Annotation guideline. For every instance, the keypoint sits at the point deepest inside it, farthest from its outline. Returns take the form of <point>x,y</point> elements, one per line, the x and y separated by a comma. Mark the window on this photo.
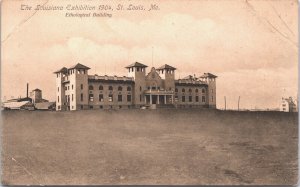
<point>119,98</point>
<point>91,97</point>
<point>101,97</point>
<point>128,98</point>
<point>110,98</point>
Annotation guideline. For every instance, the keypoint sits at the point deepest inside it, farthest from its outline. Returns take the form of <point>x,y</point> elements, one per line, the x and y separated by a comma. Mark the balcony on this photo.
<point>159,92</point>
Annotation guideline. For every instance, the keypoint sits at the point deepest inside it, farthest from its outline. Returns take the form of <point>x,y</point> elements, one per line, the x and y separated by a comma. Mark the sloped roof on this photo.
<point>136,64</point>
<point>190,77</point>
<point>62,70</point>
<point>79,66</point>
<point>208,75</point>
<point>166,66</point>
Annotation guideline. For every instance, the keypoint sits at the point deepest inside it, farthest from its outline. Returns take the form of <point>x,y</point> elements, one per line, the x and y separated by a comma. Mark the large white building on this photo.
<point>76,90</point>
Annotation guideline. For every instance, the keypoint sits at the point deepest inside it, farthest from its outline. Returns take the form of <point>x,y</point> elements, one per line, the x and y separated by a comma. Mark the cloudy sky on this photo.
<point>252,46</point>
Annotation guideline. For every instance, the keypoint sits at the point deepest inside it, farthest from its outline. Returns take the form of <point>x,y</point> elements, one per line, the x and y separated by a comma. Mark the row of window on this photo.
<point>110,98</point>
<point>190,90</point>
<point>190,99</point>
<point>120,88</point>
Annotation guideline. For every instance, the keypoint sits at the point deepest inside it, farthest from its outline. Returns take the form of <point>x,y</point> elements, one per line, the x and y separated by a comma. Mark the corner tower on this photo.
<point>167,73</point>
<point>210,79</point>
<point>61,76</point>
<point>138,72</point>
<point>78,90</point>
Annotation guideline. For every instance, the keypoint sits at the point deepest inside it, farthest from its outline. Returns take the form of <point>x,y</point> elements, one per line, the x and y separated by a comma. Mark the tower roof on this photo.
<point>79,66</point>
<point>62,70</point>
<point>136,64</point>
<point>208,75</point>
<point>166,66</point>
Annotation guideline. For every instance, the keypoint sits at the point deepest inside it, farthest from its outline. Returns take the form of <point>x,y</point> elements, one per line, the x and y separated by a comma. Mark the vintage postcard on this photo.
<point>171,92</point>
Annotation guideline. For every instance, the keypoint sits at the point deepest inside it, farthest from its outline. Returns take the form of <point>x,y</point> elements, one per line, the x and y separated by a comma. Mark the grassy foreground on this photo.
<point>167,146</point>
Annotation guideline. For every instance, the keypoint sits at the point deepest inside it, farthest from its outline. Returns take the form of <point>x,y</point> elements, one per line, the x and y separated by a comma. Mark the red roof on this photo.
<point>208,75</point>
<point>136,64</point>
<point>166,66</point>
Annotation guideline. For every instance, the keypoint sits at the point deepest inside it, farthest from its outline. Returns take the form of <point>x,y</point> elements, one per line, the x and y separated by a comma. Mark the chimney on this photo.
<point>27,89</point>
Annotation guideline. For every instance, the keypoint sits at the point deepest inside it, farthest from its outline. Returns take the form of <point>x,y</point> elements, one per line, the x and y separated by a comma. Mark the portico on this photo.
<point>160,97</point>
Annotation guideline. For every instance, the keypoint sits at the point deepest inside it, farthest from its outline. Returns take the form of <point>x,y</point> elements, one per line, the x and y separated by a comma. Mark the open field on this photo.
<point>167,146</point>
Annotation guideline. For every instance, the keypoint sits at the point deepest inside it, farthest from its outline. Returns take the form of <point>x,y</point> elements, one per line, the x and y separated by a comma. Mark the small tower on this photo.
<point>210,79</point>
<point>167,73</point>
<point>138,72</point>
<point>78,87</point>
<point>36,95</point>
<point>61,76</point>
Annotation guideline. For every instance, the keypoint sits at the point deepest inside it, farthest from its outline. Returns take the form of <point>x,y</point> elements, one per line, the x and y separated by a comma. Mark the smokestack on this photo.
<point>27,90</point>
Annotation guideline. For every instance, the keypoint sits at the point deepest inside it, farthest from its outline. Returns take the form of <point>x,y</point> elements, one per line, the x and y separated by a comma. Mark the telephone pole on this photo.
<point>239,103</point>
<point>225,101</point>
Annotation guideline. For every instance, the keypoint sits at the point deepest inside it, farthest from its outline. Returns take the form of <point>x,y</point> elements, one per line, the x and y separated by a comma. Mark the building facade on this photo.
<point>76,90</point>
<point>288,105</point>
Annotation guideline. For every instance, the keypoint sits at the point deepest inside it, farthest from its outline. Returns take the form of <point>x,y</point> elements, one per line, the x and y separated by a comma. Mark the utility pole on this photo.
<point>225,101</point>
<point>239,103</point>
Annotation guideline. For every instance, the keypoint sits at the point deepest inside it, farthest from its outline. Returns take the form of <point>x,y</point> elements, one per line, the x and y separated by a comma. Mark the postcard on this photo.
<point>130,92</point>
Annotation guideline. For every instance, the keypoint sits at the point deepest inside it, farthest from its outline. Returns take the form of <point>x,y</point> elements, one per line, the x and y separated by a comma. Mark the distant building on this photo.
<point>76,90</point>
<point>288,105</point>
<point>36,96</point>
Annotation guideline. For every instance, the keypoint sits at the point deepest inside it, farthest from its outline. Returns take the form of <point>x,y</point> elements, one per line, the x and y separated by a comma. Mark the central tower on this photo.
<point>138,72</point>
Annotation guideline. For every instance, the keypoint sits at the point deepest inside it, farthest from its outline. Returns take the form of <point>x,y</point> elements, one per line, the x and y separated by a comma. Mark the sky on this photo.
<point>252,46</point>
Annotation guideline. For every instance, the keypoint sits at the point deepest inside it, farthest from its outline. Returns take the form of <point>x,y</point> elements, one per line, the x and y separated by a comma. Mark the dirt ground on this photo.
<point>167,146</point>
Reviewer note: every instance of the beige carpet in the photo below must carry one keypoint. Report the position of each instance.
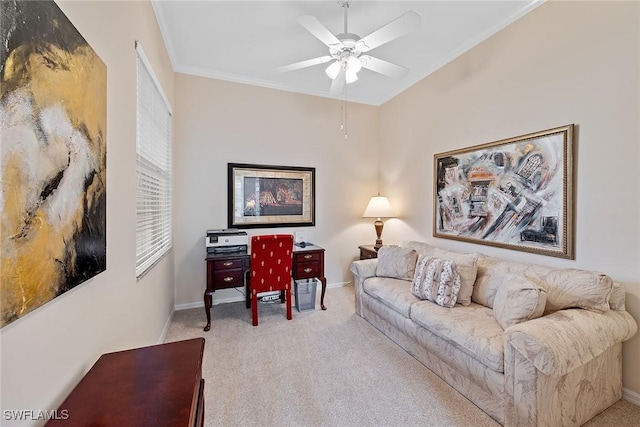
(324, 368)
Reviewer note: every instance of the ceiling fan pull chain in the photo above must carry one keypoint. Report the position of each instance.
(345, 114)
(345, 5)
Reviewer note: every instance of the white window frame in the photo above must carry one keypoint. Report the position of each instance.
(154, 127)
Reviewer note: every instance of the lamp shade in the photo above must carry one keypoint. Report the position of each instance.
(378, 207)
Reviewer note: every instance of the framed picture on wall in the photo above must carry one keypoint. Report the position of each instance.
(515, 193)
(270, 196)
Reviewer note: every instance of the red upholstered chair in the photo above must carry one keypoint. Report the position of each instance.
(271, 260)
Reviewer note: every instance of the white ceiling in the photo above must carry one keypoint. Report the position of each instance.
(244, 41)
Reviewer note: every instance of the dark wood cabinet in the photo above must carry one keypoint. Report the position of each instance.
(160, 385)
(308, 262)
(225, 271)
(368, 252)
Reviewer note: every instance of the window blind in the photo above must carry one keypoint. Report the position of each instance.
(153, 168)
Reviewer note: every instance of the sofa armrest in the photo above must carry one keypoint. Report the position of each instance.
(365, 268)
(566, 339)
(362, 270)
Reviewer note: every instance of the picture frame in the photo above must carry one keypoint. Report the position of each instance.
(270, 196)
(516, 193)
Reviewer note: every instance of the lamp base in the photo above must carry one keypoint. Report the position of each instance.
(378, 225)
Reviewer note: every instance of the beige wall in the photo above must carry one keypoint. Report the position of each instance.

▬▬▬

Can you write out the stretch from the line containing "Reviewer note: every instance of the lamp base" through the end of the items in full, item wording included, with 124 added to every coordinate value in the answers?

[Solution]
Reviewer note: every instance of the lamp base in the photo above must carry one keypoint. Report the position of each instance.
(502, 349)
Reviewer note: every instance of the beige wall in the photo above must carry one keypoint. Report the position of each instance.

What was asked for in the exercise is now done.